---- 表示内容

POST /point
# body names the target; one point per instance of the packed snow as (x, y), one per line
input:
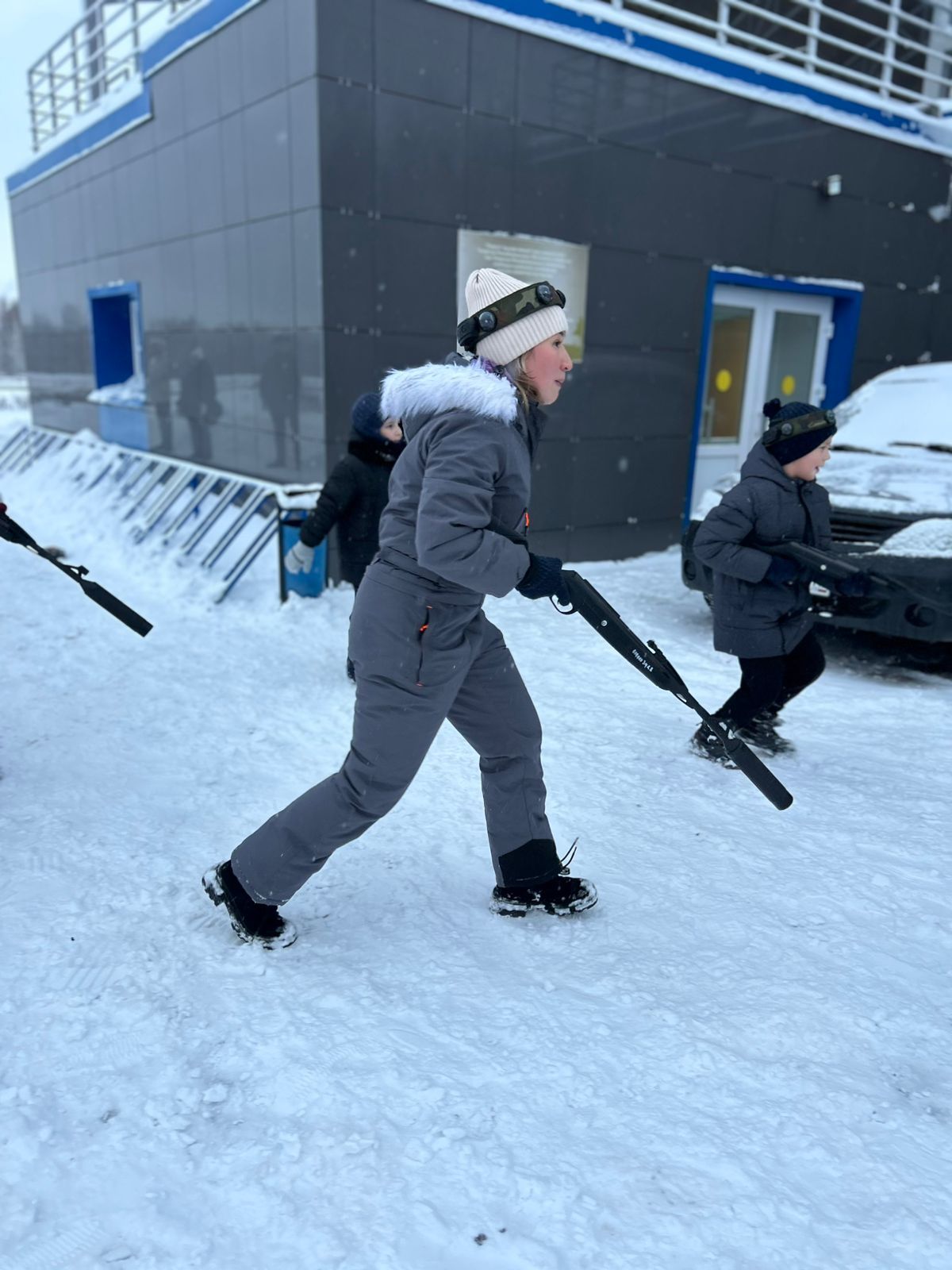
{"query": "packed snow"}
(739, 1060)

--------

課題の内容 » 上のすべての項目の行を、画像は省いて一字一句そのまま引用してもらえますか？

課題の解答 »
POST /point
# body names the target; one point per instance of the packed snow as (x, y), one per line
input:
{"query": "packed snow"}
(739, 1060)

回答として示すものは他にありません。